LESSON

Database Engine Internals and Implementation

023 30 min advanced CAPSTONE

Day 400: Monthly Capstone: Design a Minimal Storage Engine

The core idea: A minimal storage engine is not a database with features removed at random. It is a narrow workload contract where page layout, indexing, WAL, checkpointing, and recovery all protect the same explicit invariants.

Today's "Aha!" Moment

In 15.md, Harbor Point's municipal-bond trading database reached the durable boundary only after the relevant WAL records were flushed. That solved one critical question: when is an acknowledged commit real? The capstone question is larger. If Harbor Point had to build a small storage engine for one production job, which pieces from the month are truly mandatory, and which ones can be postponed without lying about correctness?
···
## PROBLEM SET
A – Answer these questions from the storage engine lesson, one per line:
(i) How long is the lesson, according to its header?
(ii) What kind of database does Harbor Point run?
(iii) In 15.md, when did the database reach the durable boundary?
B – Pick up the storage engine lesson after its last sentence and keep writing it.
The data that comes after the storage engine lesson has no part in this.

Stored records:
···
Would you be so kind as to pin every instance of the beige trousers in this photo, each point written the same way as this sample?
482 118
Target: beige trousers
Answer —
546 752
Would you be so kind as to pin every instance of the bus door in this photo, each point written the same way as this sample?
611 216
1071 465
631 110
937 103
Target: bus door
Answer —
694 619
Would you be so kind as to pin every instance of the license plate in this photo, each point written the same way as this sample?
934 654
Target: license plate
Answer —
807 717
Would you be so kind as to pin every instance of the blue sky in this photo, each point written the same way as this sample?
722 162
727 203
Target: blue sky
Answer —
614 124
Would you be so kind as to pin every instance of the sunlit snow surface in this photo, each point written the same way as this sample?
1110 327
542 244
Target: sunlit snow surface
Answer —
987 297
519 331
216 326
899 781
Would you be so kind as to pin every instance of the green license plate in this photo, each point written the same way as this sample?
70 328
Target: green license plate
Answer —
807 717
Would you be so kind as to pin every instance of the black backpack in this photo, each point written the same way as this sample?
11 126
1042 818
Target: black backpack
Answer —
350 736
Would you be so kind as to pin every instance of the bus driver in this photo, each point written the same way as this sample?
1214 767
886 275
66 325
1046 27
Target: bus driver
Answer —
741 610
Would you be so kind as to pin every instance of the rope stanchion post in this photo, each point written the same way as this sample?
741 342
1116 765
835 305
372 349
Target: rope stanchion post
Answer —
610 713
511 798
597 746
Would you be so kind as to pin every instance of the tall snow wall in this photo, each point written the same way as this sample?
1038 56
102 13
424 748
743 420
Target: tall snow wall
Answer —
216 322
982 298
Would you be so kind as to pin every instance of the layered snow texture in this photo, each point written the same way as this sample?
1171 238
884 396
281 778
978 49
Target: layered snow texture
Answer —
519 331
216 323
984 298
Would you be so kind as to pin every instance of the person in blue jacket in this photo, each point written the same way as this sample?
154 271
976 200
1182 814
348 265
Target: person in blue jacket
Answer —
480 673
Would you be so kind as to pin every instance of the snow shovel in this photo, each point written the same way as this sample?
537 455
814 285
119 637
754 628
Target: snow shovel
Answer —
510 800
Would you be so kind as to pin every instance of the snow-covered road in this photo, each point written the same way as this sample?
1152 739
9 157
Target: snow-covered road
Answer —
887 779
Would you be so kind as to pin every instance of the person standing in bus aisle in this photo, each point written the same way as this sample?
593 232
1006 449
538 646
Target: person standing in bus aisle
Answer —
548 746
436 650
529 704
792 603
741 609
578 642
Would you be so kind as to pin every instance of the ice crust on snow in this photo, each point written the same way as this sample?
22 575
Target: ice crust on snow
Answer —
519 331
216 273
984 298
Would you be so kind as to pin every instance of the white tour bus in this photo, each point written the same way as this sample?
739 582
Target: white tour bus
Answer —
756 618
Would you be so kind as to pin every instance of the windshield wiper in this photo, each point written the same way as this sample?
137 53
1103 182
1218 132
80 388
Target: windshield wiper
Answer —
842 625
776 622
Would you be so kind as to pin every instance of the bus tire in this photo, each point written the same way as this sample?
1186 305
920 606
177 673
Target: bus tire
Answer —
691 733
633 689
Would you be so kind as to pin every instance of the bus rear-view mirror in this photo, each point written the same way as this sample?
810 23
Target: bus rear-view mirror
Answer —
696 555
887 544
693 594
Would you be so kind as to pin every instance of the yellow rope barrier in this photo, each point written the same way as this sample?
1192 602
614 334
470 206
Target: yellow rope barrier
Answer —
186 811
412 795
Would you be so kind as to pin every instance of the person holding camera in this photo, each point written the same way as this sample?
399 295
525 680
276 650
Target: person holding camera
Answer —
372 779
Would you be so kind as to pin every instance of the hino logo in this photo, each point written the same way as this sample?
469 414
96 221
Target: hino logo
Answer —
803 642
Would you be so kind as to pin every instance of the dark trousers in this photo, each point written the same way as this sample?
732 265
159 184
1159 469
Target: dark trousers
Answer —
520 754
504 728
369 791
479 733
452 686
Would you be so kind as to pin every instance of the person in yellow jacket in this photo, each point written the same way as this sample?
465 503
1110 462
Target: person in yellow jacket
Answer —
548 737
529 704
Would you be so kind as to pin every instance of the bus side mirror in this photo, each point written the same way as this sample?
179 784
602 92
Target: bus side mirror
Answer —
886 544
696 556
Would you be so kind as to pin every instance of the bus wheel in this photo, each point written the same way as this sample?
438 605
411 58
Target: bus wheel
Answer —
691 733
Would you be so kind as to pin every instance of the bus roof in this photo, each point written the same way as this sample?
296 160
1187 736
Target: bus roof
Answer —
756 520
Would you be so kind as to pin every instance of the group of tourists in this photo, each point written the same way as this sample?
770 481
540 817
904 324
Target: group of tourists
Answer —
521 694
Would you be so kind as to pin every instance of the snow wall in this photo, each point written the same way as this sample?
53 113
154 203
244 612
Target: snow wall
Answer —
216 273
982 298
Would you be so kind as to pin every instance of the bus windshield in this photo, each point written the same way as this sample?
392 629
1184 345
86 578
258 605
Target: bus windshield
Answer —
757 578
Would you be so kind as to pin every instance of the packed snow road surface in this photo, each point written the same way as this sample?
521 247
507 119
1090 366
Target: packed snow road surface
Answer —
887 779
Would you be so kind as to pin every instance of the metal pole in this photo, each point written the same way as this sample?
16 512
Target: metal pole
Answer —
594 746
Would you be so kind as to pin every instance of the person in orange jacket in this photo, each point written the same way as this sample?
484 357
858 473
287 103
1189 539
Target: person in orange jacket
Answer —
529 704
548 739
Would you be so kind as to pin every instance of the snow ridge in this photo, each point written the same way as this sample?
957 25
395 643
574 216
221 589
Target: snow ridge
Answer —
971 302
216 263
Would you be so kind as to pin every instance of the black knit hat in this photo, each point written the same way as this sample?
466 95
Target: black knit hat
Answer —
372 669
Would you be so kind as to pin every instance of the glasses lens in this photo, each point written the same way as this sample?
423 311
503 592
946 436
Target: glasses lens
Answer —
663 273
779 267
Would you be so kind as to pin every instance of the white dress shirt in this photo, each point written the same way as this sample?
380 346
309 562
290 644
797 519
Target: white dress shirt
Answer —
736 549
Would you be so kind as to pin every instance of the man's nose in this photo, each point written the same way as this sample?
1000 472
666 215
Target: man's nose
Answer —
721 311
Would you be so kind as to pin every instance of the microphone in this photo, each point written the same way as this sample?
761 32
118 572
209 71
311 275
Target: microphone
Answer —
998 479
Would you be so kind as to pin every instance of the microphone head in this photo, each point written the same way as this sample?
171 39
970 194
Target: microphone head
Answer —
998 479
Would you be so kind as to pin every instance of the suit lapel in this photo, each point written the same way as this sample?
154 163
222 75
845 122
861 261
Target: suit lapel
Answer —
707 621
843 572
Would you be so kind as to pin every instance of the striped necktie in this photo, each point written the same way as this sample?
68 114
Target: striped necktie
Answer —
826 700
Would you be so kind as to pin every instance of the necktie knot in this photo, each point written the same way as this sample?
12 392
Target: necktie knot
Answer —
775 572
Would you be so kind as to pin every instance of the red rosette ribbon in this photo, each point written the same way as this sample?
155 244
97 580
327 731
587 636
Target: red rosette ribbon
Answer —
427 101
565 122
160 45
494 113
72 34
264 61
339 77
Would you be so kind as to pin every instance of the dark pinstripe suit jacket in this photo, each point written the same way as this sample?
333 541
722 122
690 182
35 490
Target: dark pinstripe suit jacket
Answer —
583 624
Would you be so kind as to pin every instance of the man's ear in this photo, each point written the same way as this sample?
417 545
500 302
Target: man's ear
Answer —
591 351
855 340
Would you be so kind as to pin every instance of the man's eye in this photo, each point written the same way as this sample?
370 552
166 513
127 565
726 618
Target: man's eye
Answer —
···
## TASK-BY-TASK RESULTS
A –
(i) 30 minutes.
(ii) A municipal-bond trading database.
(iii) Only after the relevant WAL records were flushed.

B –
Assume the desk needs a local engine called quotevault. It stores every quote correction for thinly traded bonds so operators can answer two questions under stress: "what is the latest committed state for quote Q12345?" and "show me every correction for CUSIP 9128285M8 in the last fifteen minutes." The workload is specific: bursty single-row upserts, frequent point reads, short range scans, one writer process, many readers, and a hard rule that acknowledged corrections must survive a power loss. Recovery has to finish in under a minute because the trading desk cannot wait for a manual rebuild at market open.

Once those constraints are explicit, the design stops being a vague "storage engine architecture" discussion. A heap file with slotted pages gives stable record identifiers. B-tree indexes give predictable point lookups and range scans. WAL plus group commit gives durable acknowledgements. Checkpoints keep recovery bounded. The important shift is that "minimal" does not mean "ignore failure cases." It means "promise only the capabilities you can defend mechanistically."

That also explains what this engine will not do. quotevault will support single-operation atomic writes, not full multi-statement transactions. It will allow one mutation thread, not arbitrary concurrent writers. Those are not omissions by accident. They are deliberate scope boundaries, and they lead directly into ../26/01.md, where the curriculum starts adding ACID and isolation on top of a durable storage substrate.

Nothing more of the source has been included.